__Deskripsi Tugas__: Kembalikan tanpa perubahan baris-baris catatan mulai dari baris yang memuat "building on hilltop" hingga akhir catatan, termasuk kedua ujungnya.

▼

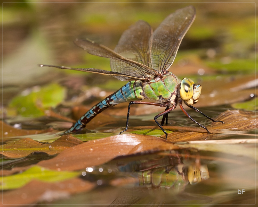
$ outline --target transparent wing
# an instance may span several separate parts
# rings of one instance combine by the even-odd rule
[[[193,22],[193,6],[179,9],[168,16],[153,33],[149,42],[151,65],[164,73],[172,64],[183,38]]]
[[[76,45],[84,49],[84,50],[92,55],[122,61],[136,68],[142,72],[143,74],[147,73],[151,75],[157,74],[156,73],[157,72],[155,71],[148,66],[126,58],[105,46],[96,43],[89,40],[77,39],[74,41],[74,43]],[[134,75],[134,74],[132,74]]]
[[[84,72],[89,72],[93,73],[98,73],[103,75],[107,75],[121,81],[131,81],[134,80],[144,80],[145,78],[141,78],[139,77],[136,77],[131,75],[122,74],[116,72],[111,71],[108,71],[104,70],[100,70],[95,68],[75,68],[65,67],[64,66],[56,66],[55,65],[39,65],[41,67],[53,67],[61,69],[66,69],[70,70],[73,70],[75,71],[82,71]]]
[[[128,59],[148,66],[149,41],[152,33],[152,29],[148,23],[138,21],[124,32],[114,51]],[[110,59],[110,65],[112,71],[138,77],[147,76],[142,71],[116,59]]]

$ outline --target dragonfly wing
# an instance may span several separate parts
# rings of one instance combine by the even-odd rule
[[[190,6],[168,16],[158,27],[150,41],[152,68],[164,73],[172,64],[183,38],[194,20],[194,7]]]
[[[77,39],[74,41],[74,43],[92,55],[122,61],[131,66],[136,68],[138,70],[142,71],[143,73],[153,75],[157,74],[156,73],[156,71],[152,70],[148,66],[126,58],[105,46],[98,44],[89,40]]]
[[[99,69],[96,69],[95,68],[76,68],[66,67],[64,66],[57,66],[55,65],[39,65],[41,67],[53,67],[61,69],[73,70],[79,71],[82,71],[84,72],[89,72],[93,73],[107,75],[122,81],[131,81],[135,80],[143,81],[145,80],[145,79],[144,78],[141,78],[132,75],[123,74],[116,72],[108,71],[104,70],[100,70]]]
[[[152,33],[152,29],[148,23],[138,21],[124,32],[114,51],[128,59],[148,66],[149,41]],[[112,71],[139,77],[147,76],[144,72],[116,59],[111,59],[110,65]]]

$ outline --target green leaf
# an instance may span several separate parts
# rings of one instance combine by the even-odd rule
[[[55,107],[62,101],[66,93],[64,88],[51,83],[38,91],[16,96],[11,101],[9,106],[16,108],[18,113],[23,116],[38,117],[44,115],[44,110]]]
[[[20,188],[34,179],[47,182],[55,182],[74,177],[80,174],[77,172],[50,170],[35,166],[21,173],[4,177],[1,187],[4,190]]]
[[[254,110],[258,109],[258,106],[255,105],[255,102],[258,102],[258,98],[253,99],[250,101],[240,103],[236,103],[231,106],[235,108]]]
[[[164,134],[164,133],[162,131],[159,130],[141,130],[133,131],[132,132],[130,131],[129,131],[130,132],[130,133],[132,134],[144,134],[151,136],[159,136],[161,135]],[[171,131],[166,131],[166,132],[168,134],[173,133],[173,132],[171,132]]]

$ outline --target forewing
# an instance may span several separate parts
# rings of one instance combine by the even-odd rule
[[[114,51],[128,59],[148,66],[149,41],[152,33],[152,29],[148,23],[138,21],[124,32]],[[139,77],[146,76],[142,71],[116,59],[110,59],[110,65],[112,71]]]
[[[149,47],[151,65],[164,73],[174,62],[182,39],[194,20],[195,9],[190,6],[168,16],[151,38]]]
[[[122,61],[131,66],[136,68],[142,71],[143,73],[152,75],[156,74],[155,73],[156,71],[151,69],[148,66],[141,63],[127,59],[105,46],[98,44],[89,40],[77,39],[74,41],[74,43],[92,55]]]
[[[104,70],[100,70],[95,68],[75,68],[66,67],[64,66],[57,66],[55,65],[39,65],[41,67],[56,67],[61,69],[66,69],[69,70],[82,71],[83,72],[88,72],[93,73],[107,75],[115,78],[121,81],[131,81],[135,80],[144,80],[145,79],[141,78],[138,77],[135,77],[131,75],[122,74],[116,72],[112,71],[108,71]]]

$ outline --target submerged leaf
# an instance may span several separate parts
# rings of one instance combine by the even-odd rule
[[[89,191],[95,185],[78,178],[52,183],[33,180],[21,188],[4,192],[3,203],[20,205],[40,201],[51,202],[67,198],[75,193]]]
[[[77,176],[79,174],[78,172],[50,170],[36,166],[21,173],[3,177],[3,182],[0,187],[4,190],[17,188],[35,179],[45,182],[56,182]]]
[[[63,135],[52,143],[48,144],[41,143],[30,138],[24,138],[2,145],[3,154],[11,158],[25,157],[34,152],[55,154],[82,143],[78,139],[70,135]]]
[[[1,129],[2,126],[3,126],[3,128]],[[0,121],[0,130],[1,129],[3,130],[4,137],[37,134],[52,131],[51,129],[44,130],[20,129],[14,128],[4,122]]]
[[[53,169],[77,170],[103,164],[118,156],[175,149],[173,144],[163,139],[125,134],[89,141],[37,165]]]
[[[245,109],[246,110],[254,110],[258,109],[258,105],[255,105],[255,102],[258,102],[258,98],[252,99],[244,102],[236,103],[231,106],[235,108]]]

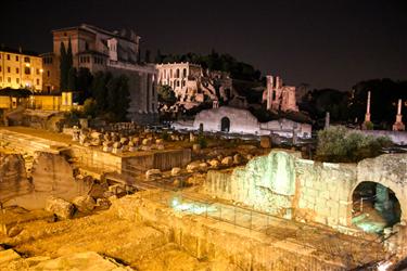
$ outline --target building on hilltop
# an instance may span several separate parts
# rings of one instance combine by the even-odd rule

▲

__Jawaban__:
$ outline --target building on hilltop
# an instance may span several separate parts
# rings of one instance combine by the even-odd rule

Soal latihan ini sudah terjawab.